### Work request
Without changing a character, output all of the records.

** Information provided follows **

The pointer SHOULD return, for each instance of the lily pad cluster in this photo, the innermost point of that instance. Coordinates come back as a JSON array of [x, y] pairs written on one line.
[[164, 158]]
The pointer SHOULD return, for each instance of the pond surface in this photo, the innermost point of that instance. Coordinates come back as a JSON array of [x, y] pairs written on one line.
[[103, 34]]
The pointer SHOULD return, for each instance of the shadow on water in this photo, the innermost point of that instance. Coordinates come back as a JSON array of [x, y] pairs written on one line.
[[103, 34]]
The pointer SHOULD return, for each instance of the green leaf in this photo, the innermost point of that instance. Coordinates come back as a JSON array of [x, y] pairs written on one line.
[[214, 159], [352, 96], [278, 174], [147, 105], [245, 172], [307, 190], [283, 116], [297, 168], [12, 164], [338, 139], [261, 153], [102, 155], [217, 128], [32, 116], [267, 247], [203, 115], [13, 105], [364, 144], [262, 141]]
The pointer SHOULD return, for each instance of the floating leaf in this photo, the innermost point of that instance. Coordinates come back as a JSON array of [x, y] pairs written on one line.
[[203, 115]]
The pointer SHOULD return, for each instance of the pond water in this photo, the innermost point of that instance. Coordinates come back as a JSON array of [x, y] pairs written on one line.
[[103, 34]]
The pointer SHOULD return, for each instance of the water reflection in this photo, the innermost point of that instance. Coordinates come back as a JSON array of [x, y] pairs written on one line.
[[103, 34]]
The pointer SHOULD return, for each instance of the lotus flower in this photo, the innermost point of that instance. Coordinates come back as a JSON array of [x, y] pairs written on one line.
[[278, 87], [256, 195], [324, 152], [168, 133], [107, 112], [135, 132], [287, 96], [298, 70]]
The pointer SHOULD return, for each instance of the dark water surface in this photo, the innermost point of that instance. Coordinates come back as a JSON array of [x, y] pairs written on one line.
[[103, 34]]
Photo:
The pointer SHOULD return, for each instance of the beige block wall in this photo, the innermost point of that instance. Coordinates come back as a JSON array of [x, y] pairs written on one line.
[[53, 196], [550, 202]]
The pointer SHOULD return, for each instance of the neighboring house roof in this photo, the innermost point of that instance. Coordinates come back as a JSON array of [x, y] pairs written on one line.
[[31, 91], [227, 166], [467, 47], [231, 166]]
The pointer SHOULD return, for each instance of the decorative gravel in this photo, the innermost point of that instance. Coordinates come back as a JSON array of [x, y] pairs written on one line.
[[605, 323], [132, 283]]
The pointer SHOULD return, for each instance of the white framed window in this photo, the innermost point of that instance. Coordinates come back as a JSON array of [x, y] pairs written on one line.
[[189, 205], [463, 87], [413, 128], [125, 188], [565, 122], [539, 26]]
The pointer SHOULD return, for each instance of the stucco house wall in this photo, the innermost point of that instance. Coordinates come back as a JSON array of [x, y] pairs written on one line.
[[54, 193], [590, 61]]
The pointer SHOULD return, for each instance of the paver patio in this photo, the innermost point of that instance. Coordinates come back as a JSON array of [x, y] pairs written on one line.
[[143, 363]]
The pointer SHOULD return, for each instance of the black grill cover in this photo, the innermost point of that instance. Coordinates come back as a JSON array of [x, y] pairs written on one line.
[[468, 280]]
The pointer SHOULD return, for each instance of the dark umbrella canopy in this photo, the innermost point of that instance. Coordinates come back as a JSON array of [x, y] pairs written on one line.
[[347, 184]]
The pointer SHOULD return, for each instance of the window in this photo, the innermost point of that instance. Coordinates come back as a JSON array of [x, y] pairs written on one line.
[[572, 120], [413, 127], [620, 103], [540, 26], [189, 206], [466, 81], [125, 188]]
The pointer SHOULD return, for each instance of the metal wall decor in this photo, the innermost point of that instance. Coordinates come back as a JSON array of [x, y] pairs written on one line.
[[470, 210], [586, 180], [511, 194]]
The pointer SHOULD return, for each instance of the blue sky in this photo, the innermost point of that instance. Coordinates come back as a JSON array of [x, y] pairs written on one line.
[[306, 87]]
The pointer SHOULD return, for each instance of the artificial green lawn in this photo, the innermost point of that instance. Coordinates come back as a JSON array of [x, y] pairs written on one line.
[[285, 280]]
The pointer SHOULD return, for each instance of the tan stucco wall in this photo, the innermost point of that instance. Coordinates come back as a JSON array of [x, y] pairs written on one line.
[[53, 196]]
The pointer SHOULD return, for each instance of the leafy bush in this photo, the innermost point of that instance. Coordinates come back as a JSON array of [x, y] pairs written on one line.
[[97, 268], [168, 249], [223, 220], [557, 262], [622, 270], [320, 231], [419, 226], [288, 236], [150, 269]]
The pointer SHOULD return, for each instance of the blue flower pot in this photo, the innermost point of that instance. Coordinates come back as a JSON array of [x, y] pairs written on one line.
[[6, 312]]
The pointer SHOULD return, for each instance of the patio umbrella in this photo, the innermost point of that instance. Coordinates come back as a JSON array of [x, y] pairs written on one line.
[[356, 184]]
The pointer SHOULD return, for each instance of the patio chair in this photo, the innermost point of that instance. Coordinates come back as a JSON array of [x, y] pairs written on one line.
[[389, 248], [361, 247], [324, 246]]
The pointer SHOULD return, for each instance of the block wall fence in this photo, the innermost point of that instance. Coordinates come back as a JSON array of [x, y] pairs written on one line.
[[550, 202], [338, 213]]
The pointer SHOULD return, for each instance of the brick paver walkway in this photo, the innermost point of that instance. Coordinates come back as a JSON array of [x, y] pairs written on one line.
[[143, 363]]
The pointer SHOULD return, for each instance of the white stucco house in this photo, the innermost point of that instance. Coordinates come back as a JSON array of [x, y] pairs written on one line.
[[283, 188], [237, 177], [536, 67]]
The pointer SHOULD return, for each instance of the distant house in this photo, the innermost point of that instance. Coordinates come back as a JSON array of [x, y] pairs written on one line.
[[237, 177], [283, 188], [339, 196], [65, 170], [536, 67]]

** End of Information provided **

### Output for this exercise
The pointer SHOULD return, for each instance of the lily pad cluster in this photo, the innermost point of that instance. Coordinates come back as a JSON array of [x, y] pairs written on one line.
[[164, 158]]
The pointer SHOULD return, for each instance of the pond surface in this photo, the innermost point of that instance. Coordinates come back as a JSON array of [x, y] pairs written on one line.
[[103, 34]]
The pointer SHOULD return, for each instance of the shadow on water in this photo, the innermost point of that instance. Coordinates come back as a JSON array of [x, y] pairs written on one line.
[[103, 34]]
The pointer SHOULD return, for each instance of the green leaf in this photo, the innermost point of that instance. Coordinates come back as a JSON array of [x, y] pairs written on one line.
[[214, 159], [352, 96], [278, 174], [147, 105], [245, 172], [307, 190], [283, 116], [297, 168], [12, 164], [338, 139], [261, 153], [102, 155], [217, 128], [32, 116], [267, 247], [203, 115], [13, 105], [364, 144], [262, 141]]
The pointer SHOULD return, for each instance of the floating leaf in this photo, the innermost point of that instance. Coordinates come back as a JSON array of [x, y] pairs written on one line.
[[203, 115]]
The pointer SHOULD return, for each instance of the pond water in this photo, the innermost point of that instance. Coordinates come back as a JSON array of [x, y] pairs written on one line.
[[103, 34]]
The pointer SHOULD return, for each instance of the water reflection in this photo, the innermost point of that instance. Coordinates come back as a JSON array of [x, y] pairs written on one line.
[[103, 34]]
The pointer SHOULD return, for each instance of the lotus flower in this photo, the innermost point of that instance. Coordinates come back as a JSON array of [x, y] pairs written on one line.
[[278, 87], [256, 195], [324, 152], [168, 133], [107, 112], [135, 132], [287, 96], [298, 70]]
The pointer SHOULD return, for each instance of the dark water surface in this photo, the innermost point of that instance. Coordinates come back as a JSON array of [x, y] pairs written on one line.
[[103, 34]]
Photo:
The pointer SHOULD return, for each instance of the beige block wall in this photo, the innermost point of that instance. Coordinates come back as a JSON array of [x, y] pairs written on one line.
[[53, 196], [550, 202]]
The pointer SHOULD return, for each instance of the neighboring house roof in this photo, the innermost point of that instance. Coordinates come back as a JSON array of [x, y] pairs written on one line.
[[31, 91], [227, 166], [467, 47], [231, 166]]
The pointer SHOULD return, for each instance of the decorative gravel in this photo, the innermost point of that instance. Coordinates come back as a JSON array of [x, y] pairs written on one line.
[[605, 323], [132, 283]]
The pointer SHOULD return, for each instance of the white framed window in this photo, the innermost point of that instance. Coordinates come back as a JSON array of [x, y] pairs written on one line.
[[189, 205], [463, 87], [413, 128], [125, 188], [565, 122], [539, 26]]
The pointer SHOULD return, for each instance of the stucco house wall in this photo, the innermost point of that instance. Coordinates come back as a JSON array of [x, y] pairs written on one line.
[[54, 193], [590, 61]]
The pointer SHOULD return, for each instance of the paver patio in this photo, the innermost point of that instance. Coordinates come back as a JSON array of [x, y] pairs written on one line.
[[143, 363]]
The pointer SHOULD return, for each instance of the black grill cover in this photo, the innermost point of that instance. Coordinates come back as a JSON array of [x, y] pairs written on one line.
[[468, 280]]
The pointer SHOULD return, for each instance of the dark umbrella canopy in this photo, the innermost point of that instance. Coordinates come back as a JSON array of [x, y] pairs written on one line.
[[347, 184]]
The pointer SHOULD return, for each instance of the window in this photo, the innermost point of that instance. Coordinates come back as a JSON array of [x, y] pairs written on one line.
[[572, 120], [413, 127], [620, 103], [540, 26], [189, 206], [466, 81], [125, 188]]
The pointer SHOULD return, for each instance of the metal wall decor in this photo, the innermost point of that instance. Coordinates come back as a JSON array of [x, y] pairs written on one line.
[[470, 210], [586, 180], [511, 194]]
The pointer SHOULD return, for each instance of the blue sky in this photo, the innermost point of that instance. Coordinates come back as a JSON array of [x, y] pairs written on one line.
[[306, 87]]
The pointer SHOULD return, for each instance of the artificial green lawn in this photo, the innermost point of that instance. Coordinates come back as a JSON array of [x, y] pairs written on one line.
[[285, 280]]
The pointer SHOULD return, for each instance of the tan stucco wall in this photo, the innermost point of that instance. Coordinates come back as a JSON array of [x, y] pairs written on one line.
[[53, 196]]
The pointer SHOULD return, for each instance of the leafy bush in this photo, the innermost point of that instance. Coordinates come back as a JSON array of [x, y] pairs written on one line.
[[97, 268], [168, 249], [223, 220], [557, 262], [622, 270], [320, 231], [419, 226], [288, 236], [150, 269]]
The pointer SHOULD return, for each instance of the blue flower pot in this photo, the innermost point of that instance. Coordinates come back as a JSON array of [x, y] pairs written on one line.
[[6, 312]]
The pointer SHOULD return, for each instance of the patio umbrella in this photo, the innermost point of that instance. Coordinates come back as a JSON array of [x, y] pairs written on one line.
[[356, 184]]
The pointer SHOULD return, for each instance of the patio chair in this photo, the innermost point of that instance. Coordinates come back as a JSON array of [x, y] pairs written on one line.
[[389, 248], [361, 247], [324, 246]]
The pointer SHOULD return, for each instance of the block wall fence in this photo, the innermost point of that instance. Coordinates come back as a JSON array of [x, y] pairs written on one line.
[[550, 202], [338, 213]]
The pointer SHOULD return, for each instance of the brick paver walkway in this photo, the innermost point of that instance. Coordinates come back as a JSON array of [x, y] pairs written on one line.
[[143, 363]]
The pointer SHOULD return, for each instance of the white stucco house in this photo, the innermost point of that instance. Coordinates come back as a JSON array of [x, y] pairs written on one line.
[[283, 188], [237, 177], [536, 67]]
The pointer SHOULD return, for each instance of the distant house in this photo, the innermost point of that instance. Coordinates come back as a JSON array of [x, y] pairs written on one line.
[[237, 177], [283, 188], [339, 196], [65, 170], [536, 67]]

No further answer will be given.